## Begin Document passage

# Is this the full list of 40k novels?



## Doelago (Nov 29, 2009)

Just found this, and I wondered, as the thread title might suggest, whatever or not it is a complete list of 40k novels released to date? 

http://www.spuler.us/40k/


----------



## TheReverend (Dec 2, 2007)

damn that's a lot of books! 

I'm of the opinion that it's not a complete list. not because I own every book (which I don't) but because the oldest book I saw in that list was 1999, and I'm pretty sure there were novels before then. But maybe I'm wrong...


----------



## Baron Spikey (Mar 26, 2008)

TheReverend said:


> damn that's a lot of books!
> 
> I'm of the opinion that it's not a complete list. not because I own every book (which I don't) but because the oldest book I saw in that list was 1999, and I'm pretty sure there were novels before then. But maybe I'm wrong...


I'm fairly sure _Space Marine_ is missing from that list, but I know most of the novels published before '99 were Fantasy not 40K.


----------



## Mossy Toes (Jun 8, 2009)

Baron: a number of novels, including Space Marine, were originally published by GW. BL has reprinted most since its inception, but the original publisher was the parent company. That might explain the discrepancy.

## End Document passage
## Begin Records provided

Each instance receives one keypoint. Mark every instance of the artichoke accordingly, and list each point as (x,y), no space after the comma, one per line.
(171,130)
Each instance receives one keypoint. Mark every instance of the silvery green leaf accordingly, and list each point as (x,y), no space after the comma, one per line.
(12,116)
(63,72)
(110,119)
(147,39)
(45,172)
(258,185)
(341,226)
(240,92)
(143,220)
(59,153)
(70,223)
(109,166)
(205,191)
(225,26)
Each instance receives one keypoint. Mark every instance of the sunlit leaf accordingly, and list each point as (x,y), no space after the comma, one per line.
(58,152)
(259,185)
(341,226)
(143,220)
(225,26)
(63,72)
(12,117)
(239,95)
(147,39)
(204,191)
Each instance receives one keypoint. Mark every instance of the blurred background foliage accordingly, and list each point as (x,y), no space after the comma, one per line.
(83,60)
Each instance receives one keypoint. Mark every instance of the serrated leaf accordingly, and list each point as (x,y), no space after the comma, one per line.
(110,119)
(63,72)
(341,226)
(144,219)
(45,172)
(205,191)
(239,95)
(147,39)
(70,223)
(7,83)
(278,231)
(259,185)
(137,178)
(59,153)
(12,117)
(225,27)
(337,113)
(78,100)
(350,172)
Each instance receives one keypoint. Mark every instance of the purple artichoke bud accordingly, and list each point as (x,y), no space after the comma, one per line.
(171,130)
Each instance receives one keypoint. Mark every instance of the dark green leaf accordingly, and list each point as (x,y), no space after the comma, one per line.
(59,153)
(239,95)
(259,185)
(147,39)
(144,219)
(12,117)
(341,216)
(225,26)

## End Records provided
## Begin Records provided

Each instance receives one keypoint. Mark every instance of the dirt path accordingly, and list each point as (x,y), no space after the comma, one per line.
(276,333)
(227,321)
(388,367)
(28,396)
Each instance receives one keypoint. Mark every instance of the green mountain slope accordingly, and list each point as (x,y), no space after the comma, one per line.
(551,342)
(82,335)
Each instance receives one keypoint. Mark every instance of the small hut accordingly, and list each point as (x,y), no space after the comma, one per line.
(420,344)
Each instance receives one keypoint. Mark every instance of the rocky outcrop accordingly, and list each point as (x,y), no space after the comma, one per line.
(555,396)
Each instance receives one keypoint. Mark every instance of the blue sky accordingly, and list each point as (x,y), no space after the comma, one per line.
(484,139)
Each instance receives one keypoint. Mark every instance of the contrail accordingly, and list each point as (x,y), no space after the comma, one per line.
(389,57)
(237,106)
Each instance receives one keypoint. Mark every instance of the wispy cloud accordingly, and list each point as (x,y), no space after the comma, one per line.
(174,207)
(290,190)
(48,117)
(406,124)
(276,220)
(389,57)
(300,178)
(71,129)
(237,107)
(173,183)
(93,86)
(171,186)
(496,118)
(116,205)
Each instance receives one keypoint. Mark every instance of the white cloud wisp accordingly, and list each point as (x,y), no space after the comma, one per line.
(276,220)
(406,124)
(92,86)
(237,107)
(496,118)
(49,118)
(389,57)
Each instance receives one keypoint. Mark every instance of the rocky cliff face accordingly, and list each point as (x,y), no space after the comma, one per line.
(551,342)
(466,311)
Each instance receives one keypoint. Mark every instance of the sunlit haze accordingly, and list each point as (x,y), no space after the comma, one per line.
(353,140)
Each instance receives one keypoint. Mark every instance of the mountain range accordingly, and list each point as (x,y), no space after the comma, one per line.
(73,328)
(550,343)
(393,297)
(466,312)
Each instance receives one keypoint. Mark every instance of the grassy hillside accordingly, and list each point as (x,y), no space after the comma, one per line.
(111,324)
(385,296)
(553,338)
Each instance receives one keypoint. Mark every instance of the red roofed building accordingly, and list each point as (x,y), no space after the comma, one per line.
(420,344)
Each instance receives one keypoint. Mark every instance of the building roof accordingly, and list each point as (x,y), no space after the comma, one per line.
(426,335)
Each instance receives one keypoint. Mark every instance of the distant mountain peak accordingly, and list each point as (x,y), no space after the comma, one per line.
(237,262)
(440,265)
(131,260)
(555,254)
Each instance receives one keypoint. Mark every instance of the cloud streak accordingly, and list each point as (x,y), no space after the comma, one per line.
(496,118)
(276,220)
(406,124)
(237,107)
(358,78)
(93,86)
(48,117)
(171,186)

## End Records provided
## Begin Records provided

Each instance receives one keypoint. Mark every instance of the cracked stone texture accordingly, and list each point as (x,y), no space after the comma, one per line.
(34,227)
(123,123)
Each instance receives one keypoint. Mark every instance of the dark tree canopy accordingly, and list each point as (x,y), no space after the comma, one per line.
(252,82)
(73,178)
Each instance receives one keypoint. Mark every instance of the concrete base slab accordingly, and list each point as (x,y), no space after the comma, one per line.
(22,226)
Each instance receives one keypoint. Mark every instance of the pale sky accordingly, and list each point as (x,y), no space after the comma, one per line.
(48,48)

## End Records provided

- Task instructions
**a.** Write out the part of the 40k novels thread from "# Is this the" to "released to date?", with every word unchanged.
**b.** Decide whether each statement agrees with the 40k novels thread, giving yes or no and quoting the words of the thread that settle it: (i) TheReverend says he owns every book on the list; (ii) Baron Spikey says most novels published before '99 were Fantasy rather than 40K; (iii) Mossy Toes says Space Marine was originally published by BL.
The records play no part in these tasks.

- Solutions to each task
**a.**
# Is this the full list of 40k novels?



## Doelago (Nov 29, 2009)

Just found this, and I wondered, as the thread title might suggest, whatever or not it is a complete list of 40k novels released to date?

**b.**
(i) No: "not because I own every book (which I don't)"
(ii) Yes: "I know most of the novels published before '99 were Fantasy not 40K."
(iii) No: "a number of novels, including Space Marine, were originally published by GW."